→ Directive
Reproduce the data below word for word, starting at its beginning and stopping after the line that contains "[43,131,53,165]". Leave the pictures out.

************

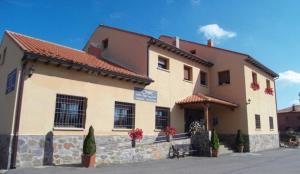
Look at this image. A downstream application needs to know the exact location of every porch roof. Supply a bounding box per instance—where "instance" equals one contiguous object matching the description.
[176,93,239,108]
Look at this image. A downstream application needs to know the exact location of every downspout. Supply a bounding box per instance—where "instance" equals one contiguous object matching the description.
[10,56,26,169]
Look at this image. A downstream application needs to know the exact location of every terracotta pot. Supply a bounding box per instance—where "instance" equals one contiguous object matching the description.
[167,135,173,142]
[238,145,244,153]
[211,149,219,157]
[131,139,136,148]
[81,154,96,168]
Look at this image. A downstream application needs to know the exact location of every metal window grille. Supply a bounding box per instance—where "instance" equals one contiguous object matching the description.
[155,107,170,129]
[255,115,261,129]
[269,117,274,129]
[114,102,135,129]
[54,94,87,128]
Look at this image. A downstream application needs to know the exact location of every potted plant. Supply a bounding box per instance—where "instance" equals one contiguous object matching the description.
[235,129,245,153]
[165,126,176,142]
[81,126,96,167]
[210,130,220,157]
[128,128,143,148]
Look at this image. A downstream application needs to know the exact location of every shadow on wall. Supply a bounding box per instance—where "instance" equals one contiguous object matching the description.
[43,131,53,165]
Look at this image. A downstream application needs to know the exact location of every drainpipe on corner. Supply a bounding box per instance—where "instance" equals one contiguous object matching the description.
[10,56,26,169]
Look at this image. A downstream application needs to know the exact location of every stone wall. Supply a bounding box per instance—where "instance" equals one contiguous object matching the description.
[0,135,11,169]
[249,134,279,152]
[16,133,190,167]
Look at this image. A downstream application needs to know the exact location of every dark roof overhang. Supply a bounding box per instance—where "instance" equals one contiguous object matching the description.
[148,38,214,67]
[23,52,154,86]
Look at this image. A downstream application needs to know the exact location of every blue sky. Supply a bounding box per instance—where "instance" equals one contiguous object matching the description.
[0,0,300,108]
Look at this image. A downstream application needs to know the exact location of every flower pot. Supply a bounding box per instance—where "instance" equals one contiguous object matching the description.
[166,135,173,142]
[238,145,244,153]
[131,139,136,148]
[211,149,219,157]
[81,154,96,168]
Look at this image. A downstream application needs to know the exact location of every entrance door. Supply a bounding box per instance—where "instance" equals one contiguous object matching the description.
[184,109,204,132]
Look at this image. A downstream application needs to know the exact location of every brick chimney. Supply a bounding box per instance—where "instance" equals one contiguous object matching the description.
[207,39,214,47]
[87,44,101,58]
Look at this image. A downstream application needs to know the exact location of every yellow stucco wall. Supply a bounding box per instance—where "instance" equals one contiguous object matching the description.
[0,35,23,134]
[244,64,278,134]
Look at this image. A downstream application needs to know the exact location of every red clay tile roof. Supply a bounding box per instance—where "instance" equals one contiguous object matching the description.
[6,31,152,84]
[176,93,238,107]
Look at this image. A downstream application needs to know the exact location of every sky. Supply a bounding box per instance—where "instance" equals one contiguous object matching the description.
[0,0,300,109]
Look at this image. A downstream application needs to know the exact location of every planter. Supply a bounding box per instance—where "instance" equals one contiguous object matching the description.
[131,139,136,148]
[211,149,219,157]
[238,145,244,153]
[166,135,173,142]
[81,154,96,168]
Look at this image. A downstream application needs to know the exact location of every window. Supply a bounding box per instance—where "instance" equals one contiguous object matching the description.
[0,48,7,65]
[102,39,108,49]
[184,65,193,81]
[200,71,207,86]
[157,56,169,70]
[114,102,135,129]
[255,115,261,129]
[54,94,87,128]
[6,69,17,94]
[266,79,271,88]
[155,107,170,129]
[252,72,257,83]
[269,117,274,129]
[218,70,230,85]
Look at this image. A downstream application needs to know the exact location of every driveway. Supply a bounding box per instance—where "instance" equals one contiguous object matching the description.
[7,149,300,174]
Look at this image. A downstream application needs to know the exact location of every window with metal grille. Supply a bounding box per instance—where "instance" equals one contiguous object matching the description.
[114,102,135,129]
[269,117,274,129]
[218,70,230,85]
[200,71,207,86]
[157,56,169,70]
[155,107,170,129]
[255,115,261,129]
[54,94,87,128]
[184,65,193,81]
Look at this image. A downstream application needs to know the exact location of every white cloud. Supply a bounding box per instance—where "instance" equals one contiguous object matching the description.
[278,70,300,84]
[197,24,237,41]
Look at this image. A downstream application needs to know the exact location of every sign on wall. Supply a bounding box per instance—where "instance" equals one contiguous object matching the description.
[6,69,17,94]
[134,88,157,102]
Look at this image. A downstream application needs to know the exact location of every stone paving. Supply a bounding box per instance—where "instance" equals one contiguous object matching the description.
[7,149,300,174]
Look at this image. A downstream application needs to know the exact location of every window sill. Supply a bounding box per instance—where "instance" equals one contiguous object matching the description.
[183,79,193,83]
[157,67,170,73]
[112,128,132,132]
[53,127,84,131]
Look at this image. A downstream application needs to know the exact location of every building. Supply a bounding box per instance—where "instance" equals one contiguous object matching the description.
[0,25,279,168]
[277,105,300,132]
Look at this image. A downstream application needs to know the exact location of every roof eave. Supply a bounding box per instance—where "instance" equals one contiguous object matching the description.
[24,52,154,86]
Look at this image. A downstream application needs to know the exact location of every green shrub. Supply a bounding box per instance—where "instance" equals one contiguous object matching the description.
[83,126,96,155]
[210,130,220,150]
[235,129,245,146]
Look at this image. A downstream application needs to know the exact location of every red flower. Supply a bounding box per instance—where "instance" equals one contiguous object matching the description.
[251,82,259,91]
[265,88,274,95]
[128,128,143,141]
[165,126,176,136]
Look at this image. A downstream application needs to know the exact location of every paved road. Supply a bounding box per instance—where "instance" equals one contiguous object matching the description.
[4,149,300,174]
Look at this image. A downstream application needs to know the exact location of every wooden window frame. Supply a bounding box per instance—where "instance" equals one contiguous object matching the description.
[255,114,261,130]
[114,101,135,129]
[157,56,170,70]
[183,65,193,81]
[218,70,230,86]
[155,106,170,129]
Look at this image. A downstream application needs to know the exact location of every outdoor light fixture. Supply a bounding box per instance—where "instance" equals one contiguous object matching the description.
[246,98,251,105]
[27,67,34,78]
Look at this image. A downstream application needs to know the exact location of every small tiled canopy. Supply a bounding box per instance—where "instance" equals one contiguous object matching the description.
[176,93,238,108]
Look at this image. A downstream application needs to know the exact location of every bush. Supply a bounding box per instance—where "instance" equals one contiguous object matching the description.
[235,129,245,146]
[210,130,220,150]
[83,126,96,155]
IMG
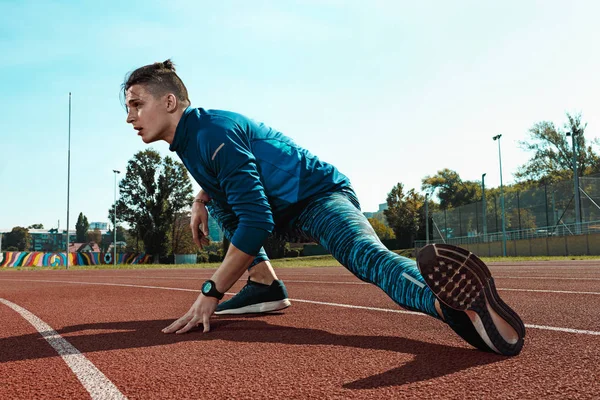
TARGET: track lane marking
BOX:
[0,279,600,336]
[0,298,127,400]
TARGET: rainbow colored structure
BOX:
[0,251,152,268]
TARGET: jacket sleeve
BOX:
[199,124,274,256]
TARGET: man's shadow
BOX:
[0,316,506,389]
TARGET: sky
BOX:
[0,0,600,229]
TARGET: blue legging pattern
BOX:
[209,190,439,318]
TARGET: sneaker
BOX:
[215,278,292,315]
[417,244,525,356]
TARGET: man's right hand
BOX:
[190,194,210,248]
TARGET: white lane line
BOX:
[494,275,600,281]
[290,299,428,317]
[0,279,600,335]
[525,324,600,336]
[54,275,368,285]
[0,298,127,400]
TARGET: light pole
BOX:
[65,92,71,269]
[481,173,487,242]
[113,169,121,266]
[567,132,581,233]
[493,135,506,257]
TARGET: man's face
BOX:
[125,85,169,143]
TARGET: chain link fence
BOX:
[415,175,600,247]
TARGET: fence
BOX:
[415,176,600,247]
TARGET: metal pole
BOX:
[113,169,121,267]
[494,135,506,257]
[425,193,429,245]
[65,92,71,269]
[567,132,581,233]
[481,174,487,242]
[517,190,521,231]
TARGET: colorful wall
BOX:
[0,251,152,268]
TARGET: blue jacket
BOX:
[170,107,350,255]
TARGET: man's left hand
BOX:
[162,293,219,333]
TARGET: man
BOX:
[123,60,525,355]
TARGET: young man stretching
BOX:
[123,60,525,356]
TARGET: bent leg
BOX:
[296,192,440,319]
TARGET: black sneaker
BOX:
[417,244,525,356]
[215,278,292,315]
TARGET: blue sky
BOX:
[0,0,600,229]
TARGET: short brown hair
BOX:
[121,59,190,106]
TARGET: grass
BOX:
[0,250,600,272]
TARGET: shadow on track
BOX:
[0,314,506,389]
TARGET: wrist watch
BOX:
[202,279,225,300]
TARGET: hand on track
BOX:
[162,294,219,333]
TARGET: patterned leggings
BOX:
[209,190,439,319]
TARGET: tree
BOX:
[421,168,481,209]
[369,218,396,240]
[75,213,90,243]
[515,113,600,184]
[383,183,425,248]
[4,226,31,251]
[108,149,193,255]
[172,211,198,254]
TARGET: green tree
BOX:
[172,211,198,254]
[75,213,90,243]
[383,183,425,248]
[108,149,193,255]
[421,168,481,209]
[515,113,600,184]
[86,228,102,246]
[3,226,31,251]
[369,218,396,240]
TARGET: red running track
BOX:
[0,261,600,399]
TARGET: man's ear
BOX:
[166,93,179,112]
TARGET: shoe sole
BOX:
[417,244,525,356]
[215,299,292,315]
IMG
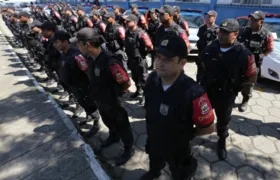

************

→ Response below
Look at this image. A downstream application needs to know the exact location of every porch roof. Supply a bounding box per instance—where "instance" equals one contiguous object matching the description.
[176,93,239,108]
Look at this image. A downstream application needs to know the exact location of every downspout. Supply a bounding box per instance—where "instance" equals one contiguous object matching the description.
[10,56,26,169]
Look at this image. A downstream application needs to know the exact location of every terracotta pot. Supply a bounding box per instance—where "instance" equals one contiguous object matching the description.
[167,135,173,142]
[238,145,244,153]
[211,149,219,157]
[131,139,136,148]
[81,154,96,168]
Look at this image. A downstream application needs to know the exact location of every metal window grille. Supply a bounding box per instance—where "instance" equals one contiguous object matching the description.
[155,107,170,129]
[255,115,261,129]
[269,117,274,129]
[114,102,135,129]
[54,94,87,128]
Look at this image. A downstream application needs to know the exact location of every potted plant. Supply a bounding box per instance—where "instance" equals one contiguous object matching the description.
[235,129,245,153]
[165,126,176,142]
[81,126,96,167]
[210,130,220,157]
[128,128,143,148]
Look at this image. A downstream application needs to know the exact location of every shadow on wall. Supply a bounding box per instance—where "instance" equals one contiguous object matching the description.
[43,131,53,165]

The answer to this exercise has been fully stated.